──────── Source material ────────

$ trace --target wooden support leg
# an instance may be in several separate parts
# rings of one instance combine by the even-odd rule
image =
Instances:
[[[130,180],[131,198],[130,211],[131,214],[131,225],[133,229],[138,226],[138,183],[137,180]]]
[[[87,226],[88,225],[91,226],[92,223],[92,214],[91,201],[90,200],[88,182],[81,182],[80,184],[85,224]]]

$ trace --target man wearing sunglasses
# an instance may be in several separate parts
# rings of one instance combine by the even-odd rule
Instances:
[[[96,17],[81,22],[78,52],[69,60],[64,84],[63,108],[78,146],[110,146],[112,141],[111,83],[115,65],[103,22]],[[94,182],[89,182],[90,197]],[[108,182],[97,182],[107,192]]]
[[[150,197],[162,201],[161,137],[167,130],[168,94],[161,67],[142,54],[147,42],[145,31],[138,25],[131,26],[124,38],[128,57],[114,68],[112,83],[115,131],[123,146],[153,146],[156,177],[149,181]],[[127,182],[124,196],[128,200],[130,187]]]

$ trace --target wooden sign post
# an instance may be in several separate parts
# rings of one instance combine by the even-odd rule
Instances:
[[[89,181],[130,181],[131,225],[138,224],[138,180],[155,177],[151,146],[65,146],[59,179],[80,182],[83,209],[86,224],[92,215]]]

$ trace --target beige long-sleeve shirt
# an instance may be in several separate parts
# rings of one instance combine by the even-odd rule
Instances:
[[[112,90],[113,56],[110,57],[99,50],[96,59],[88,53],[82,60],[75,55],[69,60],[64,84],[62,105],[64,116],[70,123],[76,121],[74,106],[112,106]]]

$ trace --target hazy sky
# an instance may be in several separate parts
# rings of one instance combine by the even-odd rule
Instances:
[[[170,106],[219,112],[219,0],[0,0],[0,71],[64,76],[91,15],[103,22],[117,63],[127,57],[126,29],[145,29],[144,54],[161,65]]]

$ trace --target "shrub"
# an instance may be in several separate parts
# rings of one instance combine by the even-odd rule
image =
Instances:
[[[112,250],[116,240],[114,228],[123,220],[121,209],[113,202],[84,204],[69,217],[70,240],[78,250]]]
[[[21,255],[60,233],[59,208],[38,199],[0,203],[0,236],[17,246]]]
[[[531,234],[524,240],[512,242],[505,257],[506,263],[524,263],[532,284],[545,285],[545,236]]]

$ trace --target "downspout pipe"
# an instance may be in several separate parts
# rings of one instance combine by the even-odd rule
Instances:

────────

_The request_
Quote all the records. Keep every word exact.

_The completed task_
$ trace --target wooden support leg
# an instance may be in several separate parts
# rings of one instance combine by the even-odd rule
image =
Instances:
[[[130,180],[131,198],[130,211],[131,214],[131,225],[133,229],[138,226],[138,183],[137,180]]]
[[[87,226],[88,225],[91,226],[92,223],[92,214],[91,201],[90,200],[88,182],[81,182],[80,184],[85,224]]]

$ trace --target man wearing sunglasses
# an instance may be in several separate parts
# rings of one instance combine by the even-odd rule
Instances:
[[[96,17],[81,22],[78,52],[69,60],[64,84],[63,108],[78,146],[110,146],[112,141],[111,83],[115,65],[103,22]],[[94,182],[89,182],[90,197]],[[108,182],[97,182],[107,192]]]
[[[150,197],[162,201],[161,137],[167,130],[168,94],[161,67],[142,54],[147,42],[145,31],[138,25],[131,26],[124,38],[128,57],[114,68],[112,83],[115,131],[123,146],[153,146],[156,177],[149,181]],[[127,182],[124,196],[128,200],[130,187]]]

$ trace --target wooden sign post
# an instance may be in several separate parts
# rings of one instance combine by the even-odd rule
Instances:
[[[89,181],[130,181],[131,225],[138,224],[138,180],[155,177],[151,146],[65,146],[59,179],[80,182],[83,209],[86,224],[92,215]]]

$ trace --target beige long-sleeve shirt
# an instance may be in several separate parts
# rings of one instance combine by the even-odd rule
Instances:
[[[112,90],[113,56],[110,57],[99,50],[96,59],[88,53],[82,60],[75,55],[69,60],[64,84],[62,105],[64,116],[70,123],[76,121],[74,106],[112,106]]]

$ trace --target hazy sky
# an instance may be in several separate parts
# rings of one instance combine by the even-odd rule
Instances:
[[[170,106],[219,112],[219,0],[0,0],[0,71],[64,76],[91,15],[103,22],[117,63],[127,57],[126,29],[145,29],[144,54],[161,65]]]

$ trace --target "shrub"
# an instance may be in several separate parts
# rings of one instance combine by the even-odd rule
image =
Instances:
[[[112,250],[116,240],[114,228],[123,220],[121,209],[113,202],[84,204],[69,217],[70,240],[78,250]]]
[[[21,255],[60,233],[59,208],[38,199],[0,203],[0,236],[17,246]]]
[[[531,234],[524,240],[512,242],[505,257],[506,263],[524,263],[532,284],[545,285],[545,236]]]

$ trace --target "downspout pipe"
# an instance may be in several separate parts
# rings of one instance combine by the even-odd rule
Instances:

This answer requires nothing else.